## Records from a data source
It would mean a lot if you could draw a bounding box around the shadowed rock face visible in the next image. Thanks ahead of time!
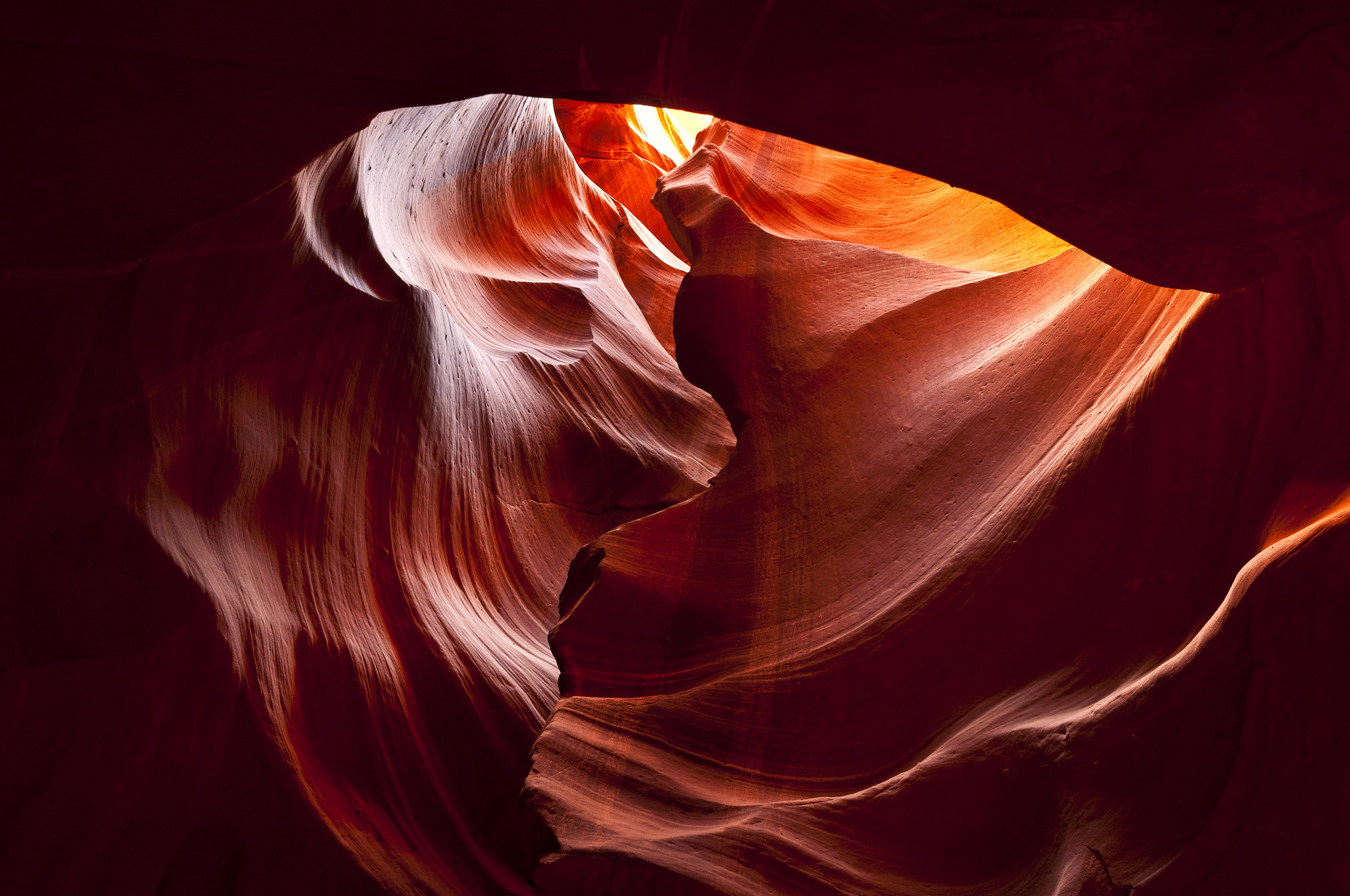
[8,3,1350,896]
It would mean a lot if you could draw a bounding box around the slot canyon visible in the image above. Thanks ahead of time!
[0,0,1350,896]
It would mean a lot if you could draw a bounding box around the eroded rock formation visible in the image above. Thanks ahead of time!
[0,4,1350,896]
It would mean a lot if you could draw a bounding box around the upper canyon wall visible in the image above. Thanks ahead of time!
[8,1,1350,896]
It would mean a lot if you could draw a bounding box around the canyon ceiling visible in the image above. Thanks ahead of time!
[0,0,1350,896]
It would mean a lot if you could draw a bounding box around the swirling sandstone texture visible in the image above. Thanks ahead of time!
[8,0,1350,896]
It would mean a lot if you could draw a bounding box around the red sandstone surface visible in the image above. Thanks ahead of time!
[0,3,1350,896]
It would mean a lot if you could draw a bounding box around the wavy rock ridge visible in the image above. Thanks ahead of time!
[5,94,1350,896]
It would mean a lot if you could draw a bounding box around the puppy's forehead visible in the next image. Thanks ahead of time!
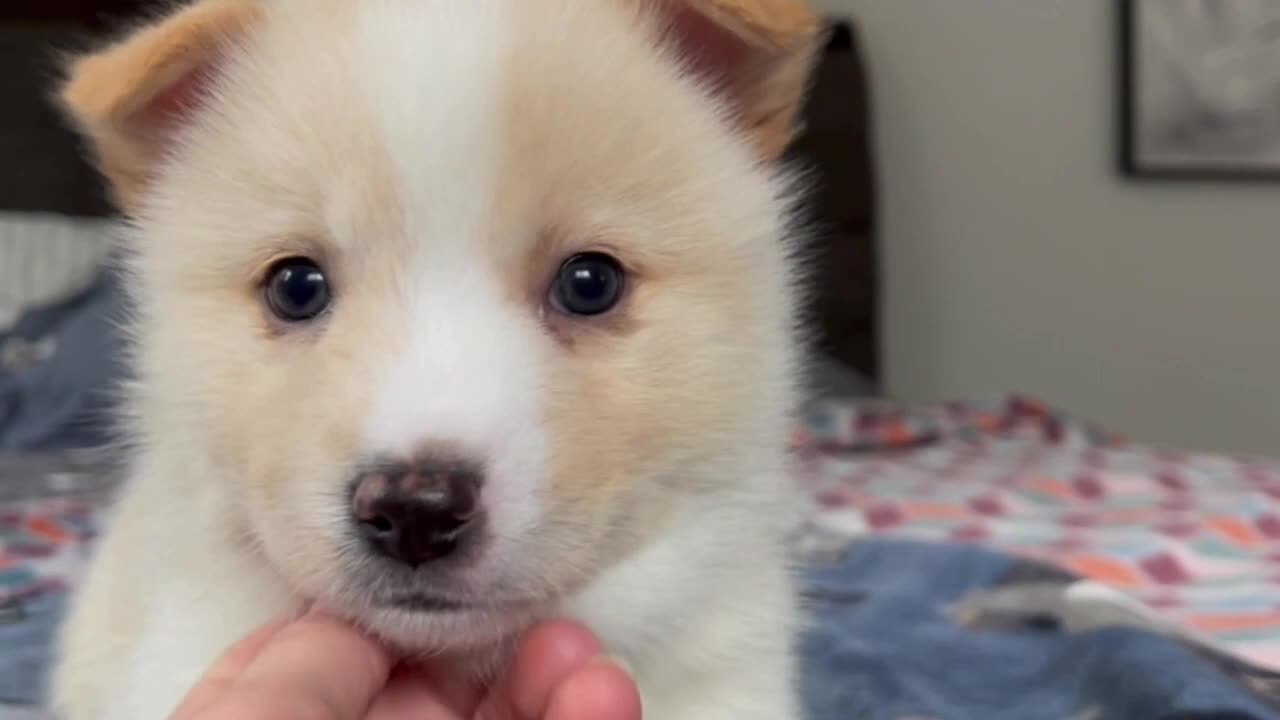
[356,0,513,252]
[218,0,726,251]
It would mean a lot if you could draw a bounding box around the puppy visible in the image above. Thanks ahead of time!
[54,0,820,720]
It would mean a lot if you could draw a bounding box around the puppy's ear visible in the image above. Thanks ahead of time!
[60,0,262,210]
[658,0,827,160]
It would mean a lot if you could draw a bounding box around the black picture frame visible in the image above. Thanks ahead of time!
[1115,0,1280,182]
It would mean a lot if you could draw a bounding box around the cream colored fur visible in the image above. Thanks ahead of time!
[55,0,813,720]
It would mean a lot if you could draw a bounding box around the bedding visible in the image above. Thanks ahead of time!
[0,397,1280,720]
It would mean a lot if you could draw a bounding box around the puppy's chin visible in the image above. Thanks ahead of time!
[334,597,550,661]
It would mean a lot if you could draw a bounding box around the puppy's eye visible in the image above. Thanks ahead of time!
[552,252,623,315]
[265,258,330,317]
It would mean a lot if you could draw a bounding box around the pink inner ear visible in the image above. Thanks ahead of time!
[132,64,212,133]
[668,0,754,100]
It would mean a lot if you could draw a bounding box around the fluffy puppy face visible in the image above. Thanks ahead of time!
[65,0,814,648]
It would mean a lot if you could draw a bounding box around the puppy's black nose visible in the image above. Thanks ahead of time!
[351,460,483,568]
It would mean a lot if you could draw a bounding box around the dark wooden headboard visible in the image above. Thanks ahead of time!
[0,0,879,382]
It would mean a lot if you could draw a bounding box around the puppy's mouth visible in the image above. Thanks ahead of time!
[374,592,545,615]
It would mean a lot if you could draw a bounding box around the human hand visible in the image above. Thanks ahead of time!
[172,615,641,720]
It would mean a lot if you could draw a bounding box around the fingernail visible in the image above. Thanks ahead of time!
[593,655,635,676]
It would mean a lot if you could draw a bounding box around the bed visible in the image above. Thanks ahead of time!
[0,0,1280,720]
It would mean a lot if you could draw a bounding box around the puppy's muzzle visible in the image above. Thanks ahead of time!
[351,457,484,568]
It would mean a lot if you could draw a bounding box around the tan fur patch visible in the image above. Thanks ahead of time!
[60,0,262,208]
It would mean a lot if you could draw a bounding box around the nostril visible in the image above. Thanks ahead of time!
[364,515,396,536]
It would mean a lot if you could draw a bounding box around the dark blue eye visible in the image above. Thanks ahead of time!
[266,258,330,317]
[552,252,623,315]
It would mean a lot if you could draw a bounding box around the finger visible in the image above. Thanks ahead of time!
[477,620,600,720]
[232,614,392,720]
[536,660,641,720]
[173,620,288,717]
[366,673,462,720]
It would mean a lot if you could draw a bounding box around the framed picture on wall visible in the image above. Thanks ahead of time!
[1119,0,1280,179]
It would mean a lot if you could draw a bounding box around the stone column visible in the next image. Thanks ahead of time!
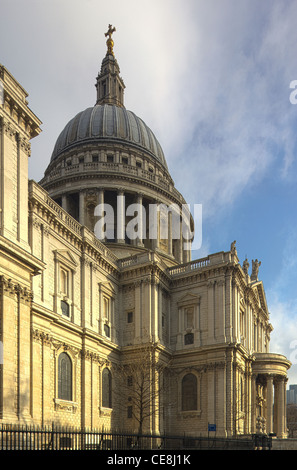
[116,189,125,243]
[62,194,68,211]
[79,191,85,225]
[251,375,257,433]
[266,375,273,434]
[149,200,159,250]
[168,211,172,256]
[275,377,286,438]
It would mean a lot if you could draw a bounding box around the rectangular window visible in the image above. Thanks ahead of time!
[60,269,69,297]
[185,308,194,330]
[127,405,132,419]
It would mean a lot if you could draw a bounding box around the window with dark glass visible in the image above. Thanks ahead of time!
[102,369,112,408]
[61,300,69,317]
[104,323,110,338]
[58,353,72,401]
[182,374,197,411]
[185,333,194,344]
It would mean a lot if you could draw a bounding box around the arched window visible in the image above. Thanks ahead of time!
[182,374,197,411]
[102,369,112,408]
[58,353,72,401]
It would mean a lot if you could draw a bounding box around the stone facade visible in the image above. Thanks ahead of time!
[0,29,290,437]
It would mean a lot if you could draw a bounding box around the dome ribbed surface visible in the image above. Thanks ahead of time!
[51,104,167,169]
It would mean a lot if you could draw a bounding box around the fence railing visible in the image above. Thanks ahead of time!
[0,425,269,451]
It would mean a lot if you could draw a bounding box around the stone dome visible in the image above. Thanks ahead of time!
[51,104,168,170]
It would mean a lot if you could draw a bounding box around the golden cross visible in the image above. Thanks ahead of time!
[105,24,116,56]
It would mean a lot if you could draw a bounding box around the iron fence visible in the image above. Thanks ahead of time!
[0,424,270,451]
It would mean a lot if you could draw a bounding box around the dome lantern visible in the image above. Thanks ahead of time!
[95,25,125,107]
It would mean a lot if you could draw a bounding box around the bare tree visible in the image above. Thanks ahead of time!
[115,342,169,434]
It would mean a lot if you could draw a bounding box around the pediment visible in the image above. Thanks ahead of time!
[100,281,116,295]
[251,281,269,315]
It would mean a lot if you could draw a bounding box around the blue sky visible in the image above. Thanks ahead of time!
[0,0,297,384]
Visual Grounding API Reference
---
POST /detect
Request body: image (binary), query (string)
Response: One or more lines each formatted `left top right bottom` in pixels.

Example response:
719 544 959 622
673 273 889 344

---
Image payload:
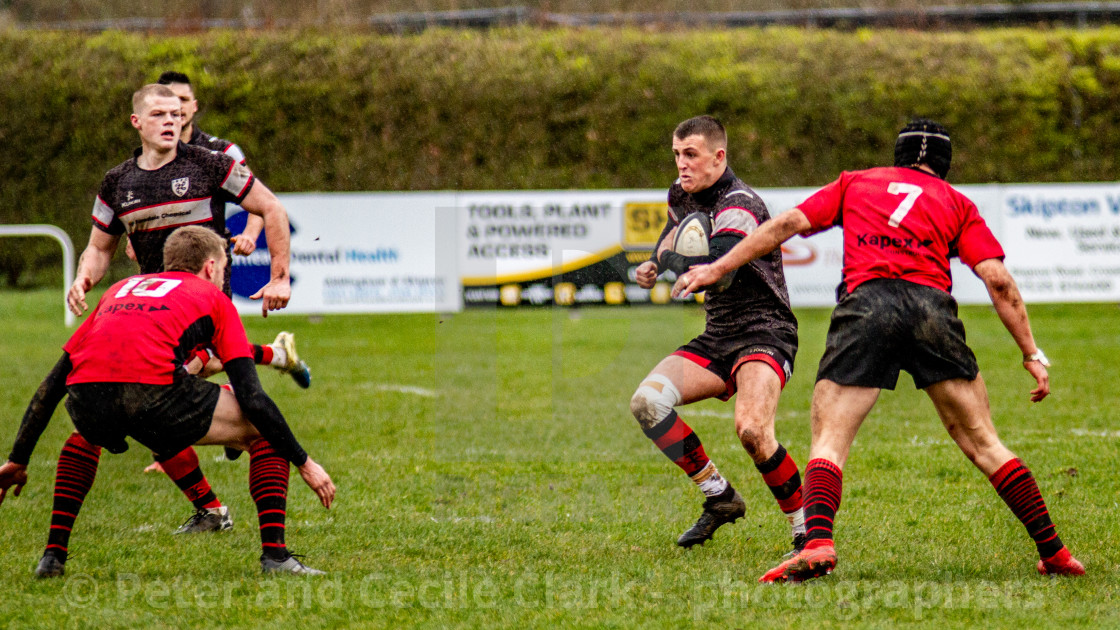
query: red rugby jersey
63 271 252 385
797 167 1004 291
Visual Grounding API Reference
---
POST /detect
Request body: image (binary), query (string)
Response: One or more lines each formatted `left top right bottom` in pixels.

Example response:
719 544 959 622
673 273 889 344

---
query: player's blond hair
164 225 225 274
132 83 178 115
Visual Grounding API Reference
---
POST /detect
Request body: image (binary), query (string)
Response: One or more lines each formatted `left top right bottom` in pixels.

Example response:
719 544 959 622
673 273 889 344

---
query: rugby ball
673 212 735 293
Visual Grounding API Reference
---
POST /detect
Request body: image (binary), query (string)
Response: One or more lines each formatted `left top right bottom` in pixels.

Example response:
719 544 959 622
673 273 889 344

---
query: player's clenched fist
296 457 335 509
0 462 27 503
634 260 657 289
249 278 291 317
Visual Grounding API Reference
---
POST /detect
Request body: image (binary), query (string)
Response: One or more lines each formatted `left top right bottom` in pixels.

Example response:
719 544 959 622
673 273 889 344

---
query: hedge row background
0 0 1055 24
0 28 1120 286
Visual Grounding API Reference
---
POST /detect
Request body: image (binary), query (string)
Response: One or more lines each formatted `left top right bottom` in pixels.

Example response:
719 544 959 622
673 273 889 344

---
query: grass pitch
0 290 1120 628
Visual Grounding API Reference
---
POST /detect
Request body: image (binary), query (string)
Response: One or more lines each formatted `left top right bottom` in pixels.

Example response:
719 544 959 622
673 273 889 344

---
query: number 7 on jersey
887 182 922 228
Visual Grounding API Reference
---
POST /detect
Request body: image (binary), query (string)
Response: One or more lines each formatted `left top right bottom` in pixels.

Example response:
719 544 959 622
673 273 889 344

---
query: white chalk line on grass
362 383 439 398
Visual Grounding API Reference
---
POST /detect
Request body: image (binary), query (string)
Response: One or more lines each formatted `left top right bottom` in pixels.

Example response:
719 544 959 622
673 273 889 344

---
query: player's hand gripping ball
673 212 735 293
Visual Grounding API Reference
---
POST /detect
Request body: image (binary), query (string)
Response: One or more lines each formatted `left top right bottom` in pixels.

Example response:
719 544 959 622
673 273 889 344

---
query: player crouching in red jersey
0 226 335 577
673 120 1085 582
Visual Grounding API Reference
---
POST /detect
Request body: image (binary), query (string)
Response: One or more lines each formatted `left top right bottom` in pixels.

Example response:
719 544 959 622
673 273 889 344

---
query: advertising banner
227 188 463 314
228 184 1120 313
997 184 1120 302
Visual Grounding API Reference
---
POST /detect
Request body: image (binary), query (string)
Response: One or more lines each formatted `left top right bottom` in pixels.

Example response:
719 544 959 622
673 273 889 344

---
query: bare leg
735 361 782 464
925 374 1085 575
631 355 747 547
809 380 879 469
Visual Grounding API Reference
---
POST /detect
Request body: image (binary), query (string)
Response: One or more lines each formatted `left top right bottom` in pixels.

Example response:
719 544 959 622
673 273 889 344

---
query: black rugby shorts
66 376 222 456
816 279 980 389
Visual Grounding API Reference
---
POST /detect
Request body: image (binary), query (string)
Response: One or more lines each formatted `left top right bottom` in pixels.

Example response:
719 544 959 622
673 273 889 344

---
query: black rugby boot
676 485 747 549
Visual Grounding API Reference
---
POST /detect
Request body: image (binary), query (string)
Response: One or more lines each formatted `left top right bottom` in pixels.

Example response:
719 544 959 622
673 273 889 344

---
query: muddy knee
631 374 681 429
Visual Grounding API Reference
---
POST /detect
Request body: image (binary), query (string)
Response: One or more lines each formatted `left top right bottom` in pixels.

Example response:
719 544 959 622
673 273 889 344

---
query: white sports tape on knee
631 374 681 428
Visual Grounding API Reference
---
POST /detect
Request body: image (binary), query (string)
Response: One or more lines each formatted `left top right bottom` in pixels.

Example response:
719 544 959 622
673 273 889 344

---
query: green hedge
0 28 1120 284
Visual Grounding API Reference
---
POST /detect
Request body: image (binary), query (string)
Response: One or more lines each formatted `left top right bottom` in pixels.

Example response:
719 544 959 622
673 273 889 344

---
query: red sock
755 444 802 513
156 446 222 510
251 343 273 365
249 438 289 559
47 433 101 559
644 411 709 476
988 457 1065 558
805 457 843 548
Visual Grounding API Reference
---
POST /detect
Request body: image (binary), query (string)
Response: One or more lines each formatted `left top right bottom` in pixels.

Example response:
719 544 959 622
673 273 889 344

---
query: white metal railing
0 223 74 326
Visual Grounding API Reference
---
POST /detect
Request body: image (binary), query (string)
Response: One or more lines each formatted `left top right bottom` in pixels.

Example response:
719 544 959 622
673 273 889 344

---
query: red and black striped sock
156 446 222 510
249 439 288 559
988 457 1065 558
755 444 802 515
249 343 272 365
643 411 709 476
47 433 101 559
805 457 843 547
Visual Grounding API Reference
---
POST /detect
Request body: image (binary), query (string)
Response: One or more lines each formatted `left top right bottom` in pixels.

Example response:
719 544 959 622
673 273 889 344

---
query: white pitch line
373 385 437 398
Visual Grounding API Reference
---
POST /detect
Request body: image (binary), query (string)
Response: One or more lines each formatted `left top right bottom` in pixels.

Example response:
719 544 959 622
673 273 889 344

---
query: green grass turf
0 291 1120 628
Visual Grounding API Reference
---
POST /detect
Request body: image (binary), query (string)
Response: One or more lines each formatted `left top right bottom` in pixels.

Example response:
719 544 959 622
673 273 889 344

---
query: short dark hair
156 70 190 85
164 225 225 274
132 83 178 114
673 115 727 149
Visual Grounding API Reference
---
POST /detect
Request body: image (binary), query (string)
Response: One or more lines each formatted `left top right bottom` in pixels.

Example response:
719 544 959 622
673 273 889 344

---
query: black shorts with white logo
816 279 980 389
673 330 797 400
66 374 221 456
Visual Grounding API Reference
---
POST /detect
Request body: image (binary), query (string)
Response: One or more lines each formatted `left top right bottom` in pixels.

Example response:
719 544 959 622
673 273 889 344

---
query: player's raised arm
673 207 811 297
66 228 121 315
973 258 1049 402
241 179 291 317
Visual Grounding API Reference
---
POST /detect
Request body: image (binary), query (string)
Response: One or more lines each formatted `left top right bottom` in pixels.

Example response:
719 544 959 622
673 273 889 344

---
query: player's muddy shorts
66 376 221 456
673 330 797 400
816 279 980 389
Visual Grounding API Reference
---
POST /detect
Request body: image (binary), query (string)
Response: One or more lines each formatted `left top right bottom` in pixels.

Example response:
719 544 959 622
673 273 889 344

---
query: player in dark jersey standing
673 120 1085 582
0 226 335 577
631 115 804 549
151 71 311 389
156 71 271 262
64 85 302 532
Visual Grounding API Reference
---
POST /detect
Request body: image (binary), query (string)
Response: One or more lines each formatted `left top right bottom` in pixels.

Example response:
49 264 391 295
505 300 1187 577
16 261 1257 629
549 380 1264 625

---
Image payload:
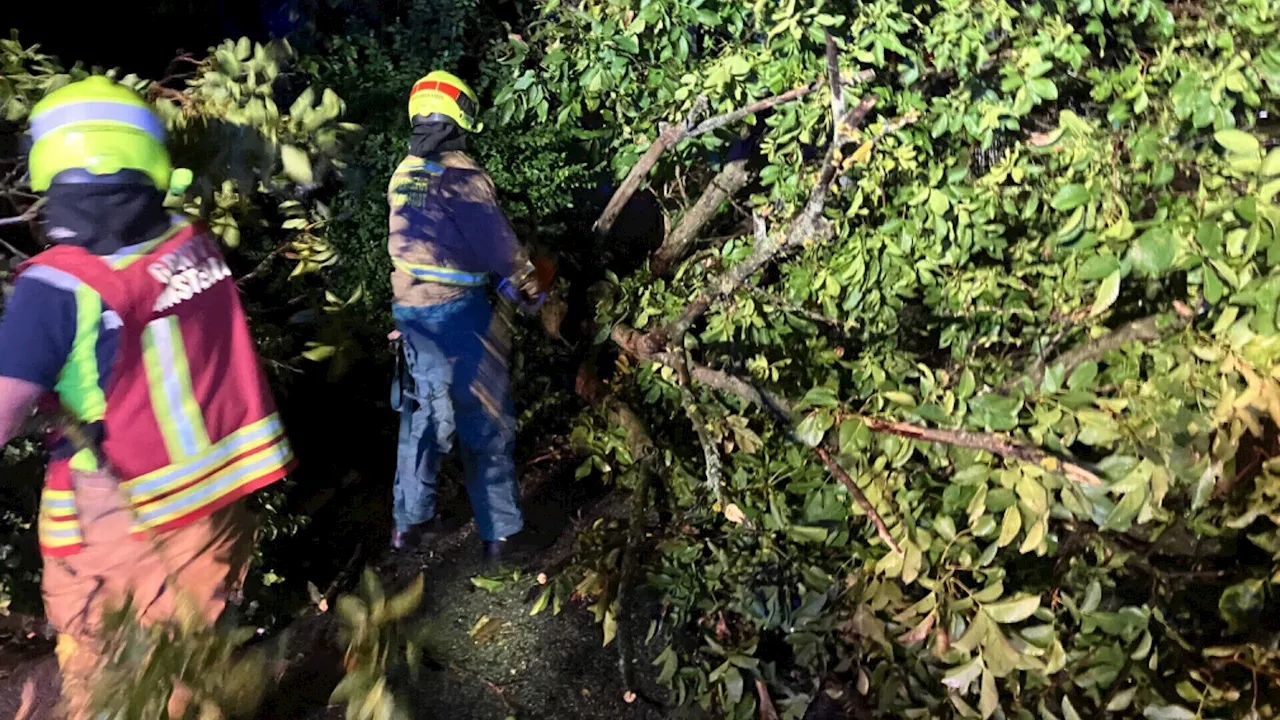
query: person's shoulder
440 151 497 202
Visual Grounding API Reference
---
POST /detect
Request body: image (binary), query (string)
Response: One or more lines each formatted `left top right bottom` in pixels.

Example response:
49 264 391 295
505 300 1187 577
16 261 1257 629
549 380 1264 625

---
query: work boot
483 533 538 566
392 515 444 551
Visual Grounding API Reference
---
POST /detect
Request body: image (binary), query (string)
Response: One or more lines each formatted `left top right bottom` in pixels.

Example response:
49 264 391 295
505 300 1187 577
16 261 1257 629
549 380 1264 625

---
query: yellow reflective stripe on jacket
54 283 106 423
133 438 293 532
142 315 209 460
392 258 489 287
123 414 284 503
106 215 191 270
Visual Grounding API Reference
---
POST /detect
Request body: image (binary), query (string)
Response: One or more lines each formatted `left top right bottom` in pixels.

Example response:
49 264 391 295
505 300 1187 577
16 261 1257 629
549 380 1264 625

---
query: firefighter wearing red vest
0 77 293 717
387 70 549 561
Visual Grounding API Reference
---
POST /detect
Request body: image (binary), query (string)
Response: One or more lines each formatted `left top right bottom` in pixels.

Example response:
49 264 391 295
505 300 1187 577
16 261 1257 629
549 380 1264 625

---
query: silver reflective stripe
31 100 164 142
19 265 82 292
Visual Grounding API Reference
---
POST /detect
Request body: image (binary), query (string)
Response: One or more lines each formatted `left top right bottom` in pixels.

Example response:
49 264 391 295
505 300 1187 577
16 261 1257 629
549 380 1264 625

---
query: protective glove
498 256 556 315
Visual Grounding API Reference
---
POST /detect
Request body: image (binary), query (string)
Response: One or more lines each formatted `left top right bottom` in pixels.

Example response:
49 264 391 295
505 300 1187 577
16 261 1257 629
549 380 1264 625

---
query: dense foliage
494 0 1280 719
0 0 1280 720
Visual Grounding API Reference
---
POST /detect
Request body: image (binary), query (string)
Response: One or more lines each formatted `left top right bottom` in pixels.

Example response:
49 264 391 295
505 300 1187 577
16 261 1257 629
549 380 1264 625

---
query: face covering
40 183 169 255
408 122 467 158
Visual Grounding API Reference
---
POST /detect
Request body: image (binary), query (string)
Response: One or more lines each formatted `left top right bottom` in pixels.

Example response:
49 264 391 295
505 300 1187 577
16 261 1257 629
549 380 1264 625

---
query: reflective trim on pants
392 291 524 541
42 473 253 720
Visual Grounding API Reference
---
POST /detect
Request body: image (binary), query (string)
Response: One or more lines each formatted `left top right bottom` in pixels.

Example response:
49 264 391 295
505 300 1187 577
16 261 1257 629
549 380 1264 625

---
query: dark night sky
0 0 289 77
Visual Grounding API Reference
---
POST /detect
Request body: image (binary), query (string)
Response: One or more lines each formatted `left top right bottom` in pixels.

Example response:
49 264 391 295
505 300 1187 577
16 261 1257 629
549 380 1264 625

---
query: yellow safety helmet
28 76 173 192
408 70 480 132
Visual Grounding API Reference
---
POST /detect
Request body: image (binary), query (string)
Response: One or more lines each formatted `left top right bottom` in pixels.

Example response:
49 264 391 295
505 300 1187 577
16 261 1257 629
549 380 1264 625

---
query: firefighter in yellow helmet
387 70 549 561
0 77 293 720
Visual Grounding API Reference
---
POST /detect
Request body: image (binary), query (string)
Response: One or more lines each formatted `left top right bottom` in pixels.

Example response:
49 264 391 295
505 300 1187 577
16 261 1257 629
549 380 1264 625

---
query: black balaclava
408 119 467 158
40 182 170 255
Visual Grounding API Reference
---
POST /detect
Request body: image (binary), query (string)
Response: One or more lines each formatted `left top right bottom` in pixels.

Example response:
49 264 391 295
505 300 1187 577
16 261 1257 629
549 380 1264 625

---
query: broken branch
855 415 1102 486
1025 306 1196 386
650 96 876 348
595 95 707 234
824 29 845 119
652 158 750 277
682 81 822 140
595 73 834 234
813 445 902 555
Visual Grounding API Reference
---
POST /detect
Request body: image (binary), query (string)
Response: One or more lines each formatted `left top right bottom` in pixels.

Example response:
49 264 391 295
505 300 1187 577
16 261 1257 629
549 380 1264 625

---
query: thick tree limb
685 81 822 138
650 96 876 350
612 325 902 553
746 287 855 331
595 95 707 234
813 445 902 555
595 72 849 234
855 415 1102 486
824 29 845 118
650 158 750 277
1014 307 1194 386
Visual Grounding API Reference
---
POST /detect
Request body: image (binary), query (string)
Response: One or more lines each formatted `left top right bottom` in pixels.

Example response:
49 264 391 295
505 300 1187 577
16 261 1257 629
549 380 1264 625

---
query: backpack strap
18 223 200 316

## Task directions
Recast the lines of the material above as a JSON list of strings, one string per line with blank lines left out, starting at the line that contains "the dome lantern" and ending at the line that contains "[251,281,269,315]", both included.

## Result for this exercise
[
  "It would mean a lot if you could draw a bounding box around the dome lantern visible in the image above. Thanks ahead of time!",
  "[95,25,125,107]",
  "It would mean a lot if you could draw a bounding box around the bare tree visible in the image above. Thanks ahead of time!",
  "[115,342,169,434]",
  "It would mean a lot if you could draw a bounding box around the pediment visible in the image above. Thanks ahead of time!",
  "[100,281,116,295]",
  "[251,281,269,315]"
]